> _AIM OF THE EXERCISE_: Repeat the whole listing exactly.

(Records contained in a dataset)

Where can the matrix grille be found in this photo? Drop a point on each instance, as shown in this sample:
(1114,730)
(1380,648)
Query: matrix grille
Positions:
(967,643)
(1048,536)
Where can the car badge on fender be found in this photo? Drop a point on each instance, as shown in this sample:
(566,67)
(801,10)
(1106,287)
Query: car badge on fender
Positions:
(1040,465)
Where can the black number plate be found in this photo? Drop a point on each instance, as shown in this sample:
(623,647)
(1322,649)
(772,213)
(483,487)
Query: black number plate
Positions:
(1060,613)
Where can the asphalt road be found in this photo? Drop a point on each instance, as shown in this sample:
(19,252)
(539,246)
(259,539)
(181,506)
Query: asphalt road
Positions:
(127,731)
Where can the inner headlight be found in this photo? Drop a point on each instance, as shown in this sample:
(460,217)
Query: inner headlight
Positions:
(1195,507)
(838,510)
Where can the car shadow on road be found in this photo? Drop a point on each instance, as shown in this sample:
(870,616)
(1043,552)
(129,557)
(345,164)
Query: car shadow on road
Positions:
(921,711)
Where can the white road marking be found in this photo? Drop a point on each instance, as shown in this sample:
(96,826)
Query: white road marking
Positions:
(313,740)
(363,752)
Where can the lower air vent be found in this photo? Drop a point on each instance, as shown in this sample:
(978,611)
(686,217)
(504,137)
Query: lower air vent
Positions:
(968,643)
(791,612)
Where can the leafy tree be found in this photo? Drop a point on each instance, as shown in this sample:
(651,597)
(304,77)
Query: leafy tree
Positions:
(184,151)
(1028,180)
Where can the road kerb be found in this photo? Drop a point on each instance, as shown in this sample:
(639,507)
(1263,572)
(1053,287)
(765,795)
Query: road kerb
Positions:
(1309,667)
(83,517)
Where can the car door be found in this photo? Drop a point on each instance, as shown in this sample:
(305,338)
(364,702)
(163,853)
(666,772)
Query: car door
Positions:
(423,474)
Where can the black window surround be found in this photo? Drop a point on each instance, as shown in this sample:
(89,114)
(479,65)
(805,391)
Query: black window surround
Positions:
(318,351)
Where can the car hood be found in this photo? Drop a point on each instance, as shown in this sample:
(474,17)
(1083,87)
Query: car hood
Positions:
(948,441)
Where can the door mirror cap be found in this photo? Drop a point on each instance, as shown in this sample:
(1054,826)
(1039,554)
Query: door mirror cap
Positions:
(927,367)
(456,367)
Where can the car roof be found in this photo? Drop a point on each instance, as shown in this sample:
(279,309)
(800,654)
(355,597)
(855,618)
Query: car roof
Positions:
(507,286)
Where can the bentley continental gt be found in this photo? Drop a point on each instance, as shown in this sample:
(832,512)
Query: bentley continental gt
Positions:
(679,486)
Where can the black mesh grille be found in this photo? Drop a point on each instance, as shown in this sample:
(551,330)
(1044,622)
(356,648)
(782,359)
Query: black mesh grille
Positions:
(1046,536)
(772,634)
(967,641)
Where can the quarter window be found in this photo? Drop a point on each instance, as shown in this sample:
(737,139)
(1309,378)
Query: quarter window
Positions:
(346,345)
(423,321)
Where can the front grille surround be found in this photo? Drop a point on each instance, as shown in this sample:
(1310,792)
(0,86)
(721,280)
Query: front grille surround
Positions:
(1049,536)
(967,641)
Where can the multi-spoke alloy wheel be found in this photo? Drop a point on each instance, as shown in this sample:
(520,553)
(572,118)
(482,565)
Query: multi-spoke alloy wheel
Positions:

> _PROBLEM SOLUTION_:
Where can the matrix grille be found in this photo? Drop a point on each instance, as shown in this sample:
(1114,730)
(1380,648)
Query: matrix grille
Positions:
(967,643)
(1048,536)
Where can the car badge on fender be found in this photo? Drop a point on each instance, as shown in this sample:
(566,67)
(801,10)
(1106,287)
Query: car badge on fender
Positions:
(1040,465)
Where can the black number plate be found in this photo? Drop a point on each instance, as shown in this sample:
(623,647)
(1322,649)
(772,213)
(483,487)
Query: black number plate
Positions:
(1060,613)
Where can the asphalt road be found in this photo? Drop a point on each instance, as shown in this sample:
(19,252)
(539,246)
(259,539)
(181,506)
Query: asphalt road
Positions:
(127,731)
Where can the inner headlight be found in this photo? Drop a point on each instance, as shown in this sample:
(460,217)
Query: inner headlight
Positions:
(1195,507)
(838,510)
Where can the car shadow on road be found in this photo? Drop a point on each instance, as shown in this sample:
(870,616)
(1043,552)
(129,557)
(345,164)
Query: car shadow on road
Positions:
(921,711)
Where can the white road marking be found in this photo? Drop a point on each instance, as shown in this sample:
(96,826)
Query: white road marking
Positions:
(313,740)
(363,752)
Where can the lower air vent be found in this photo? Drop a point on each instance, as shown in this sample:
(978,611)
(686,217)
(504,137)
Query: lower air vent
Positions:
(968,643)
(791,612)
Where can the leafy tree be found in this photo? Drop a point on each instance, as shown in this sample:
(651,597)
(304,77)
Query: leafy tree
Positions:
(184,151)
(1028,180)
Where can the road kerb be found in this photo? Drop a point on each instance, as shown in this sample:
(639,507)
(1263,572)
(1053,287)
(765,795)
Query: road kerb
Positions:
(1309,667)
(83,517)
Where can the car door be found in this photo? Drop a point on each instance, as shown in this sample:
(305,338)
(364,702)
(163,853)
(666,772)
Query: car door
Positions:
(423,474)
Where can the black window surround be found in this photo? Drop a point on each instance, as shown in this sample:
(89,114)
(479,65)
(805,391)
Query: black window surround
Positions:
(318,351)
Where can the car hood be found in this photo? Drop a point on each instance, as shown in this sample:
(474,17)
(1083,87)
Query: car hood
Positions:
(948,441)
Where can the door mirror cap be found in this photo? Drop a point on each instance, as shown in this sample:
(1054,826)
(1039,554)
Query: door mirror cap
Positions:
(927,367)
(456,367)
Where can the car roof be found in this photo? Drop a point on each instance, as shown in this sample:
(279,309)
(800,654)
(355,597)
(855,618)
Query: car roof
Positions:
(507,286)
Where can the bentley continental gt be found in this photo? Drop a point on each instance, as shown in this sample:
(832,512)
Query: bentley continental gt
Positions:
(679,486)
Where can the black mesh grille be found in this photo? Drop a point on each instance, as shown in this sample:
(551,330)
(1044,622)
(356,648)
(782,359)
Query: black mesh grille
Positions:
(1046,536)
(772,634)
(967,641)
Where can the quarter window be found in this photo? Drop a point on each instance, as shown in this sample:
(737,139)
(1309,378)
Query: quarter window
Positions:
(346,345)
(423,321)
Where can the front grille surround be found in this photo? Drop a point on each instance, as shown in this sample:
(1310,792)
(0,86)
(721,280)
Query: front grille surround
Positions:
(1049,536)
(967,641)
Where can the multi-spoke alloy wheel be found in this photo? Drop a point on each instance, as shown in this sample:
(520,553)
(572,118)
(482,565)
Query: multi-spoke alloy wheel
Positions:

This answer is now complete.